====== SUPPLIED DATA

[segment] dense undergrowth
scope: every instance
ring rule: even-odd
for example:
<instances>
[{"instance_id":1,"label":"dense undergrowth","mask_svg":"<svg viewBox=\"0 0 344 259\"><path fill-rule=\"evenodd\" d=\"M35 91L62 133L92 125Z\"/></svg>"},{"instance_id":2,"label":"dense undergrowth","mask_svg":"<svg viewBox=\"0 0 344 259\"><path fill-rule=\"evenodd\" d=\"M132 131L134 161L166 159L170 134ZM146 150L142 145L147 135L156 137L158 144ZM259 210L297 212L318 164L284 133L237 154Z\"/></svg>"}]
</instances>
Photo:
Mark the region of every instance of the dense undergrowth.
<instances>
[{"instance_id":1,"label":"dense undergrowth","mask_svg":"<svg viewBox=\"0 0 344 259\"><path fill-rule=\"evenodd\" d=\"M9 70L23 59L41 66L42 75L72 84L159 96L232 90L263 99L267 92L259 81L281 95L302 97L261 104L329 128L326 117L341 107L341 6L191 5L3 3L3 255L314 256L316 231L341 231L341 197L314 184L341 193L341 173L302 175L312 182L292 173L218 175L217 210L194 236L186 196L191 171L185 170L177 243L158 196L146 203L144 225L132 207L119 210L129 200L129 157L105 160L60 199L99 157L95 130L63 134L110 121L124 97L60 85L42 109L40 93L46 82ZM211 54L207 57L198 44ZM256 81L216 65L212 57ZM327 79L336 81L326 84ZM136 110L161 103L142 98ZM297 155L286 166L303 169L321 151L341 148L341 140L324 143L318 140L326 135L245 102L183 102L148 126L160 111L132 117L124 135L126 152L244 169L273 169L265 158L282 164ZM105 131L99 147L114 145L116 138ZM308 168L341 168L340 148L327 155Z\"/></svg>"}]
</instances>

============

STATED TASK: Copy out all of the data above word for word, with nothing left out or changed.

FULL RESPONSE:
[segment] dense undergrowth
scope: every instance
ring rule: even-odd
for example:
<instances>
[{"instance_id":1,"label":"dense undergrowth","mask_svg":"<svg viewBox=\"0 0 344 259\"><path fill-rule=\"evenodd\" d=\"M35 91L62 133L92 125Z\"/></svg>"},{"instance_id":2,"label":"dense undergrowth","mask_svg":"<svg viewBox=\"0 0 344 259\"><path fill-rule=\"evenodd\" d=\"M132 131L134 161L166 159L170 134ZM146 150L142 145L147 135L156 137L158 144ZM259 210L297 212L318 164L284 133L237 154Z\"/></svg>"}]
</instances>
Photo:
Mark the region of every instance of the dense undergrowth.
<instances>
[{"instance_id":1,"label":"dense undergrowth","mask_svg":"<svg viewBox=\"0 0 344 259\"><path fill-rule=\"evenodd\" d=\"M9 70L23 59L41 66L42 75L72 84L159 96L232 90L263 99L267 92L259 81L281 95L302 97L261 104L329 128L326 117L341 107L341 6L191 5L3 3L3 255L314 256L316 231L341 231L341 197L314 184L341 193L341 173L302 175L312 182L292 173L218 175L217 210L194 236L186 196L191 171L185 170L177 243L158 196L146 203L144 225L132 207L119 210L129 200L129 157L105 160L60 199L99 157L95 130L63 134L110 121L124 97L60 85L42 109L40 93L46 82ZM211 54L207 57L198 44ZM256 81L216 65L212 57ZM327 79L336 81L326 84ZM136 110L161 103L142 98ZM297 155L286 166L303 169L321 151L341 148L341 140L324 143L318 140L326 135L245 102L183 102L148 126L160 111L132 117L124 135L126 152L244 169L273 169L265 158L282 164ZM105 131L99 147L114 145L116 138ZM308 168L341 168L340 148L327 155Z\"/></svg>"}]
</instances>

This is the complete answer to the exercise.